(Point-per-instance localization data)
======
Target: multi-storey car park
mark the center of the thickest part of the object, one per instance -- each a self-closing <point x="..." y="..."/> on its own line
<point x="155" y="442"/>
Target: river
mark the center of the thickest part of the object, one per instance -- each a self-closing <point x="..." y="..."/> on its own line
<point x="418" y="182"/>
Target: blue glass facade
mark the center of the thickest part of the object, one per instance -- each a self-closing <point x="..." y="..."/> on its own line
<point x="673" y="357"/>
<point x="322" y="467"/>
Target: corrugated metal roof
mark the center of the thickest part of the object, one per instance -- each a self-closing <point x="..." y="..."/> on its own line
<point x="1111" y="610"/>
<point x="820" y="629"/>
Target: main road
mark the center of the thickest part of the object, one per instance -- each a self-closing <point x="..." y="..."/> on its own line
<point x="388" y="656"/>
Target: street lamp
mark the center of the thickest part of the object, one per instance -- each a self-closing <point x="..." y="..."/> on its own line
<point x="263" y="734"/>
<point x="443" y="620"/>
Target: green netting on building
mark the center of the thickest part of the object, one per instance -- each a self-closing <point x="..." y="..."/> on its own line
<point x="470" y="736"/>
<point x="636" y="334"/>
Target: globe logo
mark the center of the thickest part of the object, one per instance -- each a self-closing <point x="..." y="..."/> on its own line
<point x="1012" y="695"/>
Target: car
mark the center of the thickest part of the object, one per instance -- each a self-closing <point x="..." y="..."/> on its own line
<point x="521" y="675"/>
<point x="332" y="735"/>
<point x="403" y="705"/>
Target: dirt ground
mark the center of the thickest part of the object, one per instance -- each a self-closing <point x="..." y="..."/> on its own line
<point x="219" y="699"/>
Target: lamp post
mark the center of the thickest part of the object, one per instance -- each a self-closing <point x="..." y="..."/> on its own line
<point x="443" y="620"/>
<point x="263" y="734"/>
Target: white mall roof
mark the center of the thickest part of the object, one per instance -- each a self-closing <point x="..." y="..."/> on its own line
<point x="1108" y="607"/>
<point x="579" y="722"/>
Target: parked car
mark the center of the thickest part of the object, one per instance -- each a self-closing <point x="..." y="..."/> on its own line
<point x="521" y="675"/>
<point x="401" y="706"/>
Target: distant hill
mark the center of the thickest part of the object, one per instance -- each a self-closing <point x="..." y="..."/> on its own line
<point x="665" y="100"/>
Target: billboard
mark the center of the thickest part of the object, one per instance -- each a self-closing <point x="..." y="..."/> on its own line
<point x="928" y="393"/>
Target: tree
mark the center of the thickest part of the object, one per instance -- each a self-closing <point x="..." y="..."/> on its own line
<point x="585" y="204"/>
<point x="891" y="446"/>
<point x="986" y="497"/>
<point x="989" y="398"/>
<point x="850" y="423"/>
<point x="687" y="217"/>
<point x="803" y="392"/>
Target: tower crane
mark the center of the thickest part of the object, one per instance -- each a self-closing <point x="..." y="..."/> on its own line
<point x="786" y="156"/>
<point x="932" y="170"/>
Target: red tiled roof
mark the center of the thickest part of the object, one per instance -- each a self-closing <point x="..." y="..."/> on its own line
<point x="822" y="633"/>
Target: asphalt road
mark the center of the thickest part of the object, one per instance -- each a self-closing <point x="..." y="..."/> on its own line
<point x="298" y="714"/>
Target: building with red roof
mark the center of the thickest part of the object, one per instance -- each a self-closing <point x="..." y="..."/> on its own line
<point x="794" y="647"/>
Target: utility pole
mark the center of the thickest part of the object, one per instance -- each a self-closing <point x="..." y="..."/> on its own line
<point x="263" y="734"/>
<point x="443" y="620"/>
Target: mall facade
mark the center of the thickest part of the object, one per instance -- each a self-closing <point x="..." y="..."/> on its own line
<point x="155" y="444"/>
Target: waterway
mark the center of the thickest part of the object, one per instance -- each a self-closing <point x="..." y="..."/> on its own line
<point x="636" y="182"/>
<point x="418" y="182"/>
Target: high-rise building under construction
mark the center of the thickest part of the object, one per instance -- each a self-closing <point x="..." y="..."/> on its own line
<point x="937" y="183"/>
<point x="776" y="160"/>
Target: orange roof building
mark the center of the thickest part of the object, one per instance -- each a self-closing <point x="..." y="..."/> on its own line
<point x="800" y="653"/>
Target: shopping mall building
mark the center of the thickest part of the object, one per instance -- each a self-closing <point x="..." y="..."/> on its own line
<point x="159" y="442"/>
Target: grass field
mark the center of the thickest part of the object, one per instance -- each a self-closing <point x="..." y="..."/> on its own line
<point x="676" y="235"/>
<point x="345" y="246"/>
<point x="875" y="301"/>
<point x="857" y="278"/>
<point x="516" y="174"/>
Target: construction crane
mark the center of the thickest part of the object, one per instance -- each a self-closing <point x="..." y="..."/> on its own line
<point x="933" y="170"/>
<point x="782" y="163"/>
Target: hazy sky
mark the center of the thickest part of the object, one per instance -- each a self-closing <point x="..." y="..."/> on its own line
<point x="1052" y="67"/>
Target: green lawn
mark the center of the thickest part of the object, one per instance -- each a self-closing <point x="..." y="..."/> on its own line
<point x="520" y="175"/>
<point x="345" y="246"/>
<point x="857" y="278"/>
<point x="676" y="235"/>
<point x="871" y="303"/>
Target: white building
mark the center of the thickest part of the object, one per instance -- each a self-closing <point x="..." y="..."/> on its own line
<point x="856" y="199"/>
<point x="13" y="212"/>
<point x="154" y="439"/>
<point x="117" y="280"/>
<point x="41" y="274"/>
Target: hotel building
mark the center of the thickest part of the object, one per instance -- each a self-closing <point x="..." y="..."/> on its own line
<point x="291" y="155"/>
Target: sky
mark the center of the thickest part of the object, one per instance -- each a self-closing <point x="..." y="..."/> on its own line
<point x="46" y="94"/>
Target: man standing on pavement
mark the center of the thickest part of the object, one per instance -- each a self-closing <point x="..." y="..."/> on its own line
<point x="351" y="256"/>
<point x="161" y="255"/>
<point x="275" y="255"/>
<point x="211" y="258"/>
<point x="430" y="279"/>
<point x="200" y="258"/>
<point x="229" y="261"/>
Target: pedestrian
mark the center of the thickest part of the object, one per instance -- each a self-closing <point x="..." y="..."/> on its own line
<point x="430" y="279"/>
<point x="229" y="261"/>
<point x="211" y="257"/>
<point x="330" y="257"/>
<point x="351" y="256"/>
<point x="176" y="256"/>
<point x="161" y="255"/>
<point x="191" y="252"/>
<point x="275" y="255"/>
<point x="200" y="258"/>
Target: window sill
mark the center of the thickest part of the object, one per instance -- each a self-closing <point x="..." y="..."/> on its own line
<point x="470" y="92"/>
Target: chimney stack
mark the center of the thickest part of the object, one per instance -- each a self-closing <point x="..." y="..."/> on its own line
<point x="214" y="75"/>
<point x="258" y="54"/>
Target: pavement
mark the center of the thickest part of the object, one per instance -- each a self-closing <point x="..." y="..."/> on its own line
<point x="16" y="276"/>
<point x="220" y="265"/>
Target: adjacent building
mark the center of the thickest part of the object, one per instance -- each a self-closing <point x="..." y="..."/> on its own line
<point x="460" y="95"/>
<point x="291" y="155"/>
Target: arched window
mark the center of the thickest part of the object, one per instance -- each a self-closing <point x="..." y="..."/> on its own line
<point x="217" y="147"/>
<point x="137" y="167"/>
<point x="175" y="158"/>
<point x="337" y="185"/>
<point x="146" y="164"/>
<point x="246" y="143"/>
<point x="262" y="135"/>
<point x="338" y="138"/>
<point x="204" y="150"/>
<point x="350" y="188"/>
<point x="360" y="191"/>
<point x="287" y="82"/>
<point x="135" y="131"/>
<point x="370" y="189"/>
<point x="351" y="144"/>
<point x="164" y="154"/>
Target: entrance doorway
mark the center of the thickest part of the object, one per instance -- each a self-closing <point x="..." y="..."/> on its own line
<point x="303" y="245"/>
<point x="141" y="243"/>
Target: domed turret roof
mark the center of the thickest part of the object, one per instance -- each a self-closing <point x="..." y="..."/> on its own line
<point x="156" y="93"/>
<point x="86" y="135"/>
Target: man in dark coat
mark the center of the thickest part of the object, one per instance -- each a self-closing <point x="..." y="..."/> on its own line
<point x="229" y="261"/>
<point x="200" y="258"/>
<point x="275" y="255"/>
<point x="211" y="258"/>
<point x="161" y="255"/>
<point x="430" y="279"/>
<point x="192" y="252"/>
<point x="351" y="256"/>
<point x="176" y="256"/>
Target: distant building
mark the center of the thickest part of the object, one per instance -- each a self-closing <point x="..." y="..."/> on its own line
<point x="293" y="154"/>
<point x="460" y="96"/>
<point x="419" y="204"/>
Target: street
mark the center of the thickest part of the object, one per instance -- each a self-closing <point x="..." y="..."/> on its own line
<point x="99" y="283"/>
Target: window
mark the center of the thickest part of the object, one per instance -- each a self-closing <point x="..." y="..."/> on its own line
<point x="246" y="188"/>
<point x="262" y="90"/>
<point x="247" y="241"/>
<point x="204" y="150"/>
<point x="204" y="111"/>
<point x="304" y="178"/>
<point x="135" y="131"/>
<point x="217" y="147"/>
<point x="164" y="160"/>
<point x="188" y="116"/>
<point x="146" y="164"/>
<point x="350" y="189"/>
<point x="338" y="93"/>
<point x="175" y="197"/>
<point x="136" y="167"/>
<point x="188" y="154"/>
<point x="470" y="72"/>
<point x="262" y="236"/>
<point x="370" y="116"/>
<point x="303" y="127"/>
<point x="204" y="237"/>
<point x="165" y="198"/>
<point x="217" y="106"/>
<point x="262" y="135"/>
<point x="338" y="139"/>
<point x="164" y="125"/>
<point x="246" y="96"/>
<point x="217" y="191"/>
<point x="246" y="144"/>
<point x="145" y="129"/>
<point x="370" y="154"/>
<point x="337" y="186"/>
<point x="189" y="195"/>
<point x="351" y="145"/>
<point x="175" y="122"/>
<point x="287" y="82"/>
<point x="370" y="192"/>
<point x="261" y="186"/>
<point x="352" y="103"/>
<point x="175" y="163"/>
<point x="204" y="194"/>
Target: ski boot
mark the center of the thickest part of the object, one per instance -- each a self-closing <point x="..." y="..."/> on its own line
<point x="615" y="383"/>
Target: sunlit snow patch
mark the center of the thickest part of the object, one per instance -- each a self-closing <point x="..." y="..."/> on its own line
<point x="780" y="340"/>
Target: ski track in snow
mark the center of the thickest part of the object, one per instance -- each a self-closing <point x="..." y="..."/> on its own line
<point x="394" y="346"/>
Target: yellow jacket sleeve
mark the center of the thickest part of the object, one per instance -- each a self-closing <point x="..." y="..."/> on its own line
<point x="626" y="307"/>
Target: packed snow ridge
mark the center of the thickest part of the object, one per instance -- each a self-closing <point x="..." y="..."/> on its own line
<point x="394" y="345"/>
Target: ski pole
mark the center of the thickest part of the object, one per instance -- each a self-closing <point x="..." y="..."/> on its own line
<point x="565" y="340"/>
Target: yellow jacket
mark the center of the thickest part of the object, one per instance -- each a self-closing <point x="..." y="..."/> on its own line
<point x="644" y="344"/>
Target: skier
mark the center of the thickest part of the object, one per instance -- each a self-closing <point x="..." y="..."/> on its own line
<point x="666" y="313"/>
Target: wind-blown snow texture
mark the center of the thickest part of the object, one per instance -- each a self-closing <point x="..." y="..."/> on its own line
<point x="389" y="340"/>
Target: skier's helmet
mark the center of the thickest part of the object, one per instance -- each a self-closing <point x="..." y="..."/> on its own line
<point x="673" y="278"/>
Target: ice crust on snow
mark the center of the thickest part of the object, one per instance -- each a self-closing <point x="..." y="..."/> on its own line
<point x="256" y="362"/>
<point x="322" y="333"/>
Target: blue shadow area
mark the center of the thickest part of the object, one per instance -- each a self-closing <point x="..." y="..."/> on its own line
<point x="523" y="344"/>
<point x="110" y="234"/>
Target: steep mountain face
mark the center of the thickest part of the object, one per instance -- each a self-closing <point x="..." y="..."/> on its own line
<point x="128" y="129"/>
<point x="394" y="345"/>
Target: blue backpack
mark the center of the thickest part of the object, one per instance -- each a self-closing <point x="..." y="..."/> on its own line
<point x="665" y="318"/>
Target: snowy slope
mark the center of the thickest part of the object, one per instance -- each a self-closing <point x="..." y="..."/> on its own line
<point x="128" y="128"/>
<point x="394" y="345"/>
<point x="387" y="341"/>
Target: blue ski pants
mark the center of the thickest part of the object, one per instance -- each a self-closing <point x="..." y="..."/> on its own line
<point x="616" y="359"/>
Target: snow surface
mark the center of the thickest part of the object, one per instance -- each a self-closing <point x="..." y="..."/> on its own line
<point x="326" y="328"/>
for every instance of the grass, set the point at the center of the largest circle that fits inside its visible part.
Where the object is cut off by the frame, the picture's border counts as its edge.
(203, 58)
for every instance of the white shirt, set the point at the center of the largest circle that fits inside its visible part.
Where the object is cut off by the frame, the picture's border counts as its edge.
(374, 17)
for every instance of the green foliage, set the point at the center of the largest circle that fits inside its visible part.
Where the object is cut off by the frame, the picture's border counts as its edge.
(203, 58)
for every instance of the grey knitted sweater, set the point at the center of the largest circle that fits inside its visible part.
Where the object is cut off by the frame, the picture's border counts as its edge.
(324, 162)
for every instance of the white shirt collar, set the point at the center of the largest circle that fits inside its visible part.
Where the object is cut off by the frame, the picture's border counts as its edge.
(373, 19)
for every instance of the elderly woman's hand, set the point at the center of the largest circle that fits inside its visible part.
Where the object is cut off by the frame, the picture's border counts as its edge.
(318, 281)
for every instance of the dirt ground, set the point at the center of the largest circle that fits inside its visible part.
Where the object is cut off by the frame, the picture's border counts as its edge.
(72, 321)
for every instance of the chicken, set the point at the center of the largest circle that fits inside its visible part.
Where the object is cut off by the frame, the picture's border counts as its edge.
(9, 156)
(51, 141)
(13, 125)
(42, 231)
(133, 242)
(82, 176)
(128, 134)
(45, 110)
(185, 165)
======
WORK REQUEST:
Going back to the entries above, set down exactly the lines that begin at the one with "Target: high-rise building under construction" and end at the one with "Target: sky", both included, and nothing else.

SOLUTION FOR THIS EXERCISE:
Target: high-rise building under construction
mark the center of the thickest part of the object, one per instance -- each a self-closing <point x="..." y="..."/> on its own line
<point x="937" y="183"/>
<point x="776" y="160"/>
Target: orange roof building
mark the center of the thickest part of the object, one per instance -- each a self-closing <point x="..." y="..."/> on its own line
<point x="800" y="653"/>
Target: shopping mall building
mark the center of the thickest part of the object, one per instance -- each a self-closing <point x="..." y="..."/> on its own line
<point x="159" y="442"/>
Target: grass field
mark the center of the thickest part of the object, one per instance -- each a self-closing <point x="..." y="..."/> on its own line
<point x="676" y="235"/>
<point x="345" y="246"/>
<point x="875" y="301"/>
<point x="857" y="278"/>
<point x="516" y="174"/>
Target: construction crane
mark the center of the thickest part of the object, one per instance -- each a self-closing <point x="..." y="..."/> on its own line
<point x="933" y="170"/>
<point x="782" y="163"/>
Target: hazy sky
mark the center of the thickest part of the object, one per instance -- each a self-closing <point x="..." y="..."/> on its own line
<point x="1052" y="67"/>
Target: green lawn
mark the center of the thickest part of the object, one per instance -- each a self-closing <point x="..." y="..."/> on its own line
<point x="520" y="175"/>
<point x="345" y="246"/>
<point x="857" y="278"/>
<point x="676" y="235"/>
<point x="871" y="303"/>
Target: white building
mark the center of the thickest part of the object, one per instance -- each a self-closing <point x="..." y="..."/> on its own line
<point x="856" y="199"/>
<point x="13" y="212"/>
<point x="154" y="439"/>
<point x="117" y="280"/>
<point x="41" y="274"/>
Target: hotel building
mark the center of the thickest part of the object, one per instance -- each a self-closing <point x="..." y="..."/> on its own line
<point x="291" y="155"/>
Target: sky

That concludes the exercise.